Um bloco de dados:
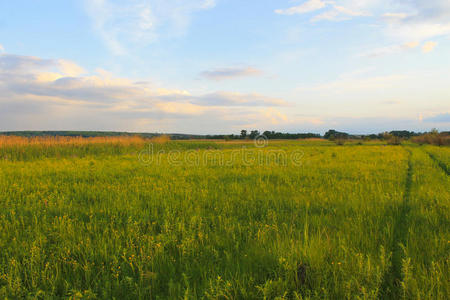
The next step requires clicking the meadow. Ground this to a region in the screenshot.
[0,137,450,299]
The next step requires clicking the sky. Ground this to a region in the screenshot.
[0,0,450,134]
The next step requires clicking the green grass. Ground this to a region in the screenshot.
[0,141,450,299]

* * *

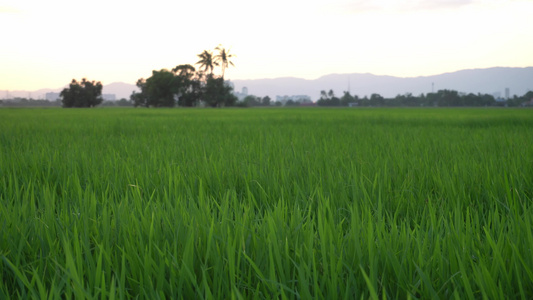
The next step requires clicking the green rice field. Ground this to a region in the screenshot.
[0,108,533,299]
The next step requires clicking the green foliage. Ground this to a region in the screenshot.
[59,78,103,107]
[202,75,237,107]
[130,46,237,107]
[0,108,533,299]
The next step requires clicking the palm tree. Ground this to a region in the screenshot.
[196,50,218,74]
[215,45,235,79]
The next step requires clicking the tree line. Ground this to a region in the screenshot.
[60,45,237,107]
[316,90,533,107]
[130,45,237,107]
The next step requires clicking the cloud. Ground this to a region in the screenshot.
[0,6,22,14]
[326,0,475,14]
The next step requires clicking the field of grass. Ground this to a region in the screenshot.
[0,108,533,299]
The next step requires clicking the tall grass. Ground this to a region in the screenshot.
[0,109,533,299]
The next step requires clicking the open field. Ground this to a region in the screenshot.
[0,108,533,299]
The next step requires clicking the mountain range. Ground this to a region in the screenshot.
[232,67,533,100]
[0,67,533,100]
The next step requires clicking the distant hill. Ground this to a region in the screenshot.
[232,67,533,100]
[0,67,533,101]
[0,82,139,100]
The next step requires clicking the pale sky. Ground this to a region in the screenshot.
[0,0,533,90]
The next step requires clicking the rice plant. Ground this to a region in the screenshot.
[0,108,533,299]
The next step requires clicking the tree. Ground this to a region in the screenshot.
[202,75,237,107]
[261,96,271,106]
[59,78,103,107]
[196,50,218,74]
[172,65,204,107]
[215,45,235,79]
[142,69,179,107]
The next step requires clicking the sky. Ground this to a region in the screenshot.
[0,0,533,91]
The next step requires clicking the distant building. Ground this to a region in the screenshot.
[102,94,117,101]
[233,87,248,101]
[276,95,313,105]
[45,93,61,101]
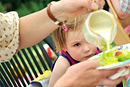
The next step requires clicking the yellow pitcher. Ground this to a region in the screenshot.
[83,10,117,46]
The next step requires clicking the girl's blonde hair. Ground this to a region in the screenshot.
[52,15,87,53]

* * *

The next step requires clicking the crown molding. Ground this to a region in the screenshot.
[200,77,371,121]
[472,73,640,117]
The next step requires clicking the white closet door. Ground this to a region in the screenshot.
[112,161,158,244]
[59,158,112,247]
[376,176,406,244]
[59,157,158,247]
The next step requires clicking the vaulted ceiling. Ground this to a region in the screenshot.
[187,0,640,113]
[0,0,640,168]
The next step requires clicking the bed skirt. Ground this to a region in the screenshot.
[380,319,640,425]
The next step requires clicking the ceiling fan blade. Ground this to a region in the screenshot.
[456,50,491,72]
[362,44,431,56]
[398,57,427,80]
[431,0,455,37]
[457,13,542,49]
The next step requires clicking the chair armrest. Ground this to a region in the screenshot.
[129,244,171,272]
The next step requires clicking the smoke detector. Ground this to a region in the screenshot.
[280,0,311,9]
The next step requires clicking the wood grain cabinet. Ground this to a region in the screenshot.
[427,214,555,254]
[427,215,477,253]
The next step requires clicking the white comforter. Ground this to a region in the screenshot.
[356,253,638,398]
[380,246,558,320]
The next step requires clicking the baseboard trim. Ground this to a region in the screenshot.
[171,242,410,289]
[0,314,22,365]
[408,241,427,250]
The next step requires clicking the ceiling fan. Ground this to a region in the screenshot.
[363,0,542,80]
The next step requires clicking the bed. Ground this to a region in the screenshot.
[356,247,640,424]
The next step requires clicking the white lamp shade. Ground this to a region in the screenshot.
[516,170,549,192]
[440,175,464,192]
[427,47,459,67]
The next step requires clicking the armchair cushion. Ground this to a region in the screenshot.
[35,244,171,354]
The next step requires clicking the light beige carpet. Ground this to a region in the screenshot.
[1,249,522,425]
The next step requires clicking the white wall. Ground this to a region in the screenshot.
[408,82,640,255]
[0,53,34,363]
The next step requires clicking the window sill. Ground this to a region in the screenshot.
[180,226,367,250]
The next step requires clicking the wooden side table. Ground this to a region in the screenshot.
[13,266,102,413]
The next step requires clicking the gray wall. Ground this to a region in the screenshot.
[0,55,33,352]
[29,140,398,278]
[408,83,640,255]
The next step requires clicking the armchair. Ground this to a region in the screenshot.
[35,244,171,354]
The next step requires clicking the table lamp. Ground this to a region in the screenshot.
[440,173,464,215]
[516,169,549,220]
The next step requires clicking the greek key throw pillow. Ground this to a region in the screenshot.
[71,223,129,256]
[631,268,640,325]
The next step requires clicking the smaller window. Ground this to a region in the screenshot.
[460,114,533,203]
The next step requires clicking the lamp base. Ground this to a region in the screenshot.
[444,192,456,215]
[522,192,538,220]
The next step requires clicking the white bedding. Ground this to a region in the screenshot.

▶ [Enunciado da tarefa]:
Como ficam as linhas que começam na que contém "The next step requires clicking the green grass." e vão até a que contém "[0,141,450,299]" se você substituir "green grass" por "lawn" e mantiver todo o resto igual?

▶ [A resposta]:
The next step requires clicking the lawn. Ground this to a region in the screenshot.
[0,141,450,299]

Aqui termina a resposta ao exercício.